Quoted passage:
____________________
In Solution Explorer, open LabeledFeatures.cs
. Add the following statements to the using
block at the top:
using Leadtools.Document.Unstructured.Highlevel;
using System.Collections.Generic;
Create a new Run()
method to the LabeledFeatures
class. Add the code to the Run()
method to execute the features in this class.
public static void Run()
{
// Feature for Emails matching
var feature = new StandardFeature() { ValueName = "Email" };
// Add label
AddLabel(feature, "email:");
}
Add a new method to the LabeledFeatures
class named AddLabel(StandardFeature feature, string labelText)
. Add the code below to the new method to create a custom label for a custom or standard feature.
private static void AddLabel(StandardFeature feature, string labelText)
{
feature.CustomLabel = true;
feature.CustomLabels = new List<InfoLabel>()
{
new InfoLabel()
{
Value = new InfoValue()
{
Tweaks = new RegexTweaks(),
TweaksForResults = new RegexResultsTweaks(),
// Exact matching label text
Pattern = labelText,
PatternIsRegex = false,
},
// Location
Where = ECLocation.Right,
// Proximity
LocationProximity = 5,
},
};
}
Run the project by pressing F5, or by selecting Debug -> Start Debugging.
If the steps were followed correctly, the console appears and the application will execute the code for each sample feature class. To test the ExecuteFeatures
class code, ensure that you change the file path to the string value of your test document.
This tutorial showed how to use the LEADTOOLS Document Analyzer to perform high-level API operations.
____________________
Dataset excerpts:
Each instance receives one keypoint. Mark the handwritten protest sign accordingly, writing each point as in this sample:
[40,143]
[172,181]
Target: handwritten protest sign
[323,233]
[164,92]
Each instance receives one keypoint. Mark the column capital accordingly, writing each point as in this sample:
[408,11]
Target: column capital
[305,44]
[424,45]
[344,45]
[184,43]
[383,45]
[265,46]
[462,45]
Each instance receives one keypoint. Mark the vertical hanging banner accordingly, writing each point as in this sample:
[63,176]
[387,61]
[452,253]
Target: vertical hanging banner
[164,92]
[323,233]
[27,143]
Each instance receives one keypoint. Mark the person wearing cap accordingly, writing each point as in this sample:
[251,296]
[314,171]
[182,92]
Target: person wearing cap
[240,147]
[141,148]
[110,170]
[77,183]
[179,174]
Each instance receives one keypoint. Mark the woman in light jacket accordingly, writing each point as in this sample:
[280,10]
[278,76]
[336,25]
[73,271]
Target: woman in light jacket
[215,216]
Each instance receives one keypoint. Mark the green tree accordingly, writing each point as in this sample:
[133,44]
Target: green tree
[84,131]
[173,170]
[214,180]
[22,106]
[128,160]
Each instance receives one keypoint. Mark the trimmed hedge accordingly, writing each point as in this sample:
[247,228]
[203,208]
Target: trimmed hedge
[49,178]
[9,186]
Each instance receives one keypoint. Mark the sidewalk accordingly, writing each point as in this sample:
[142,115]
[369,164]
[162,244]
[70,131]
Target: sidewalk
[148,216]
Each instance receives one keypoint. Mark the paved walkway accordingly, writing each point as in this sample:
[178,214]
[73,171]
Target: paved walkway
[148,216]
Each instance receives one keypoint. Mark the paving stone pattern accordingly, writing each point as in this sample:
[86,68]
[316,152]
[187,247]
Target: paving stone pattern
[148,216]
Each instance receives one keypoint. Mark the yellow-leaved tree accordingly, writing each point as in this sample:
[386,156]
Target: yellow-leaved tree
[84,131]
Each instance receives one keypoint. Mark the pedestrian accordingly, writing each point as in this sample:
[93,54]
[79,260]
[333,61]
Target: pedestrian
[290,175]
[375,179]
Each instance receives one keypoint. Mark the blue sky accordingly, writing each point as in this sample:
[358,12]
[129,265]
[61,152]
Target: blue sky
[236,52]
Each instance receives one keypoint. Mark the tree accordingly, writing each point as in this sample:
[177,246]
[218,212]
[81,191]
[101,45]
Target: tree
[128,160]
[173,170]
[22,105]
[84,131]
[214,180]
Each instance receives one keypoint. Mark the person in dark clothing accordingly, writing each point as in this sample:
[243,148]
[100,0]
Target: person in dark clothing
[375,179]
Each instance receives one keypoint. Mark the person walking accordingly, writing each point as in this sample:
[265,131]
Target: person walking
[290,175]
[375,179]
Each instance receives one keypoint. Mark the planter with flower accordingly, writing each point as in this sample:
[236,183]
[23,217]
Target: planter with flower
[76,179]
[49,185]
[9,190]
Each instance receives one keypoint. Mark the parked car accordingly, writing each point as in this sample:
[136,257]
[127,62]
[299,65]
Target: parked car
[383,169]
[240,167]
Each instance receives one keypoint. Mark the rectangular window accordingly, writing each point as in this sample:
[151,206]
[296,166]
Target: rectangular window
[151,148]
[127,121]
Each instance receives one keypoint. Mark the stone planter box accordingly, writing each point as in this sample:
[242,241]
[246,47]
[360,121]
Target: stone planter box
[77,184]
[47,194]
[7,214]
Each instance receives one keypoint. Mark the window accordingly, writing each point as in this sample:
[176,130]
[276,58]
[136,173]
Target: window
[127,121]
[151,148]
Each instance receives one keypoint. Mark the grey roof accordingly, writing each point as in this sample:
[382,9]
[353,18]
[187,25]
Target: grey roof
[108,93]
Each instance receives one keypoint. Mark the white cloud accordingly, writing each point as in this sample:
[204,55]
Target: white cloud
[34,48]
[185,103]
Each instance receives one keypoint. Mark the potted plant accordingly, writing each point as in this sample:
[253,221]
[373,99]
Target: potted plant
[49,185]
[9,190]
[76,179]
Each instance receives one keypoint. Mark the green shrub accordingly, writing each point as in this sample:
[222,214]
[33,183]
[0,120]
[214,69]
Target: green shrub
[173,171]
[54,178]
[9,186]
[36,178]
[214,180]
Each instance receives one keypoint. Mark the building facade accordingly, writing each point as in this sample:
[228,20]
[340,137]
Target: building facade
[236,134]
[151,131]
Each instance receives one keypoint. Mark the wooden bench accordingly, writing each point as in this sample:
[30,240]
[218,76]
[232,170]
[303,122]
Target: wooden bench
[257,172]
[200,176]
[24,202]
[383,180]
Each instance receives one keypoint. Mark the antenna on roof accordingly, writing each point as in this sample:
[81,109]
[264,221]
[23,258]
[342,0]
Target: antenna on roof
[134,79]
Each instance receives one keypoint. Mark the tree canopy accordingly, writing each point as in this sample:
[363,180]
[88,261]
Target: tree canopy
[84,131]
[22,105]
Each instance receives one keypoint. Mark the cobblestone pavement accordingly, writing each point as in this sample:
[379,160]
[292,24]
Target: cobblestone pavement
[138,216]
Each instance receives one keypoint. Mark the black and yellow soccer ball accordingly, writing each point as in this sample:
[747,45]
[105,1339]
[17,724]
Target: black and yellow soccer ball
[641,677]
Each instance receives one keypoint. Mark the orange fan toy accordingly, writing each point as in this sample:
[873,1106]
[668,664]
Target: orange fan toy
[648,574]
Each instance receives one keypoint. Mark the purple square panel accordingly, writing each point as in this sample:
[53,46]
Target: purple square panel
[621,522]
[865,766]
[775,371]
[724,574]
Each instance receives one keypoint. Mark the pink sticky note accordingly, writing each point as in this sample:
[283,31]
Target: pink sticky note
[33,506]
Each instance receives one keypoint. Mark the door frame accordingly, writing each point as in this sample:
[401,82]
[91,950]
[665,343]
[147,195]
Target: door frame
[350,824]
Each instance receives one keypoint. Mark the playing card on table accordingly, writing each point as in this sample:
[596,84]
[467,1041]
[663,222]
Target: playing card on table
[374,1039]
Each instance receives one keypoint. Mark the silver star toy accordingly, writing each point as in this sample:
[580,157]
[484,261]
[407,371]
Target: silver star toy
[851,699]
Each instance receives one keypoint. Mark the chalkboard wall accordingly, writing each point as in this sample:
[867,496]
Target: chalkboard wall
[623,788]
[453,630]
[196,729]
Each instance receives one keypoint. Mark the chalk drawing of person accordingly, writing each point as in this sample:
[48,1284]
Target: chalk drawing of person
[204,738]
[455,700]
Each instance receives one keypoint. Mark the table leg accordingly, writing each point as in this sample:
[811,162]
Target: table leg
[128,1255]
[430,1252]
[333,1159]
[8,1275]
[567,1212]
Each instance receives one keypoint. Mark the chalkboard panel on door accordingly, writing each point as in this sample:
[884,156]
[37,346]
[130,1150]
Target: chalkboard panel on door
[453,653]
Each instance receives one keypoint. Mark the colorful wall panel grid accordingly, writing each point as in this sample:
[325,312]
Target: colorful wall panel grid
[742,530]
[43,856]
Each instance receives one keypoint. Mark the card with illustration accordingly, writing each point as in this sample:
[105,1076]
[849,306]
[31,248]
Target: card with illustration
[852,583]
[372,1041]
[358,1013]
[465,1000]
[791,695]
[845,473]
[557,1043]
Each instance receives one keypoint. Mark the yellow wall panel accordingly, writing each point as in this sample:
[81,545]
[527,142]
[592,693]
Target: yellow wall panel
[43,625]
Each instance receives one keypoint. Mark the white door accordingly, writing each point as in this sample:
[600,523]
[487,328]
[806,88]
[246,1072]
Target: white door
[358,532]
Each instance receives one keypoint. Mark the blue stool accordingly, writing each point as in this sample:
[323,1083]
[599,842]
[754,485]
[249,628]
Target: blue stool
____________________
Tasks to perform:
[1] In the LEADTOOLS tutorial, what value does the AddLabel method assign to LocationProximity?
[2] Reproduce the LEADTOOLS tutorial from "method to execute" to "named AddLabel(StandardFeature feature, string labelText)".
The data comes from a separate source and has no connection to the LEADTOOLS tutorial.

Responses per task:
[1] 5

[2]
method to execute the features in this class.
public static void Run()
{
// Feature for Emails matching
var feature = new StandardFeature() { ValueName = "Email" };
// Add label
AddLabel(feature, "email:");
}
Add a new method to the LabeledFeatures
class named AddLabel(StandardFeature feature, string labelText)